Task list
A. Using the forum thread on cast netting sheephead, say whether each of these statements agrees with it, and give yes or no along with the deciding words quoted from the thread: (i) The man's first throw brought in eight sheepshead with a ten-foot net. (ii) The poster was having good luck with shrimp and fiddlers. (iii) The Red the man pulled in was let go.
B. Translate this sentence from the forum thread on cast netting sheephead into Spanish: "I'm not trying to get him in any trouble but was curious about the limit."

# cast netting sheephead



## stinkeye (Mar 15, 2010)

I was down by Fort Morgan late last week and a gentleman showed up with a large cooler and cast net. I was soaking some shrimp and fiddlers with out much success and he explained to me what he was about to do and if I would mind him casting his net near where I was fishing. I said "have at it" as i wasn't catching much anyways and was curious to see how he makes out. He wades out and first toss, EIGHT sheepies in a ten foot net, next throw two nice mullet. After that it slowed down for him but he exclaimed that when the sheepies are in there he usually gets 8-12 each throw! I asked him what the limit is as he told me that he usually fills up the cooler in short order. I'm not trying to get him in any trouble but was curious about the limit. He claimed he called the Alabama fish and game and they said that sheephead aren't listed as a species in the regs. so there for there is no limit on them. I thought I had read that there was a ten fish limit. What is the consensus? i think next time I'll bring a net along if I'm hungry!


----------



## stinkeye (Mar 15, 2010)

Also forgot to mention, he did pull in a Red about 18" and that was kept as well, wondering what the ruling is on that as well.

Recorded data
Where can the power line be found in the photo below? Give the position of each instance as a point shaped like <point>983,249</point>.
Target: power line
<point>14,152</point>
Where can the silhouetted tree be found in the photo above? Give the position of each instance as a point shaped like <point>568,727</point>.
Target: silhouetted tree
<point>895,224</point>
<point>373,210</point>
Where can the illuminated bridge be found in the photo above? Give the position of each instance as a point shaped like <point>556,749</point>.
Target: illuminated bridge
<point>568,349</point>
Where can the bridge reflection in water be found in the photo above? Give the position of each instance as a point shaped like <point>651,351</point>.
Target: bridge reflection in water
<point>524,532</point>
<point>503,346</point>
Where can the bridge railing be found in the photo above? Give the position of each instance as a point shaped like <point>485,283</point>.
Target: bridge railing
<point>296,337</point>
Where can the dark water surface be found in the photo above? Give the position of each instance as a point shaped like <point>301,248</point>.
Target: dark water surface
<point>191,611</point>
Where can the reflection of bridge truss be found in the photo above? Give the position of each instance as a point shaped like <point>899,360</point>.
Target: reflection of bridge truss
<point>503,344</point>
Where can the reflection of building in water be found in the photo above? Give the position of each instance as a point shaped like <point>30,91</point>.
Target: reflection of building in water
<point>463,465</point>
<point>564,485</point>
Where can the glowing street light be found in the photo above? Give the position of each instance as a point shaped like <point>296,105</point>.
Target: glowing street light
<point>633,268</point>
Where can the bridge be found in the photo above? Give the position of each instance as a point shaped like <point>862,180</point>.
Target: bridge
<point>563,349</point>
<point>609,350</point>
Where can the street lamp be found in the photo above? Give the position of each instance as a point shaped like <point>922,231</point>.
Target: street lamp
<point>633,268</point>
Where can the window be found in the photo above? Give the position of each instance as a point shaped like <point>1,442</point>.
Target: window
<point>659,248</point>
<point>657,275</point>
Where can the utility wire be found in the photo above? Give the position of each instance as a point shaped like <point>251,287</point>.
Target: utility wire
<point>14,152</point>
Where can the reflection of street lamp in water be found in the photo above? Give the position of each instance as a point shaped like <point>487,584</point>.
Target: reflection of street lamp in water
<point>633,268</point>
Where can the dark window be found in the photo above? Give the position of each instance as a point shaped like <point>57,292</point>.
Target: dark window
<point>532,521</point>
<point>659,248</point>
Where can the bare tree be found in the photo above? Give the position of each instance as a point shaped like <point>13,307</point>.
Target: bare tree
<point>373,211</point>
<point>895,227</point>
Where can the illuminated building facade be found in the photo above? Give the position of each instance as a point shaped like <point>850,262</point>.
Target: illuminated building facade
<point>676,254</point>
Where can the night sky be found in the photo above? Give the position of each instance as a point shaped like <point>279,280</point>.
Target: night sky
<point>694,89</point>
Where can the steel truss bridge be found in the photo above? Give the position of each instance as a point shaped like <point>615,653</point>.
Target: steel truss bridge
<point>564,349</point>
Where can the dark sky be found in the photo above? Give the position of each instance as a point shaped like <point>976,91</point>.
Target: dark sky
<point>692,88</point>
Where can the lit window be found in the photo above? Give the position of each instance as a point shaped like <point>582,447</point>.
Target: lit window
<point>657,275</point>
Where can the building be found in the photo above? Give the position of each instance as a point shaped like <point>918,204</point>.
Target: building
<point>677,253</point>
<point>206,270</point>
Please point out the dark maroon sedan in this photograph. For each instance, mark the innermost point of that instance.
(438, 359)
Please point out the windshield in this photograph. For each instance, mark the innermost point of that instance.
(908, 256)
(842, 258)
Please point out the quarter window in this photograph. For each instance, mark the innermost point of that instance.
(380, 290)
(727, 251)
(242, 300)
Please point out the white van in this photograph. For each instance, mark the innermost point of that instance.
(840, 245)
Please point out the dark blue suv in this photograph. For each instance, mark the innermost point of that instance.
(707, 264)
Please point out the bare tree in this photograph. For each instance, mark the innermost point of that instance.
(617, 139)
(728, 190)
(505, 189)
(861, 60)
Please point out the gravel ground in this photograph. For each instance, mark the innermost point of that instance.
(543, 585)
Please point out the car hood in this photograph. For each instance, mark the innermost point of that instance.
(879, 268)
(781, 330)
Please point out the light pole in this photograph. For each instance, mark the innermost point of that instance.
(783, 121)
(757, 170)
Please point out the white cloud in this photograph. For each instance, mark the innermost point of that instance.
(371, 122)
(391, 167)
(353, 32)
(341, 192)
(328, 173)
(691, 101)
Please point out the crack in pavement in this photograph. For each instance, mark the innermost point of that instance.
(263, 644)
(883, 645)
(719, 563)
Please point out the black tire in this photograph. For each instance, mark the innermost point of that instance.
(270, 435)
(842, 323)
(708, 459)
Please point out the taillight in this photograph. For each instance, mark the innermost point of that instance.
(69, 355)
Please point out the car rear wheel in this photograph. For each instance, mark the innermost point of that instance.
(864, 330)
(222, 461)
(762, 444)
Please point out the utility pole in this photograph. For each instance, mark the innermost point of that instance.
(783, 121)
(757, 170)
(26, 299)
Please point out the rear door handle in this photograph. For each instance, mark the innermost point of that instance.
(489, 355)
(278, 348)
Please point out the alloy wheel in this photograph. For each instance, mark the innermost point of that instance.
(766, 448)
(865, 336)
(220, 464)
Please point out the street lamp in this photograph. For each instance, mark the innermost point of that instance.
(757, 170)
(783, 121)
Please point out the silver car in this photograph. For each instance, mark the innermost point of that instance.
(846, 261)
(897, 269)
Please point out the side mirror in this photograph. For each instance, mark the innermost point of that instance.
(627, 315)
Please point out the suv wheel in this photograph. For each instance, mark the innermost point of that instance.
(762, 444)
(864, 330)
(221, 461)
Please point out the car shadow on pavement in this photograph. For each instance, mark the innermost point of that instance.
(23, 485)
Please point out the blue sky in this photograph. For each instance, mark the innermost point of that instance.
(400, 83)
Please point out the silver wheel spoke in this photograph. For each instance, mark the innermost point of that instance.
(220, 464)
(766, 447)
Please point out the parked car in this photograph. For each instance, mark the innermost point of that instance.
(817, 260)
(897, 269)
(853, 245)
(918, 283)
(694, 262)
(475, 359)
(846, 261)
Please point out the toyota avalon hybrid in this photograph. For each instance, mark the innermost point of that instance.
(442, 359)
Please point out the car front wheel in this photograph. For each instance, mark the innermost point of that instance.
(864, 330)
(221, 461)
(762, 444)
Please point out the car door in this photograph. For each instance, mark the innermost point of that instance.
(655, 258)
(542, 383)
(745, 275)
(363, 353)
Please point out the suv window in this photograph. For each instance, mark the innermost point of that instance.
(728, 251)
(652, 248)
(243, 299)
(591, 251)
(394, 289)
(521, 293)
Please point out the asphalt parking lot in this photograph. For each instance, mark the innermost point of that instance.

Responses to the tasks
A.
(i) Yes: "first toss, EIGHT sheepies in a ten foot net"
(ii) No: "I was soaking some shrimp and fiddlers with out much success"
(iii) No: "he did pull in a Red about 18" and that was kept as well"

B. No intento meterlo en ningún problema, pero tenía curiosidad por el límite.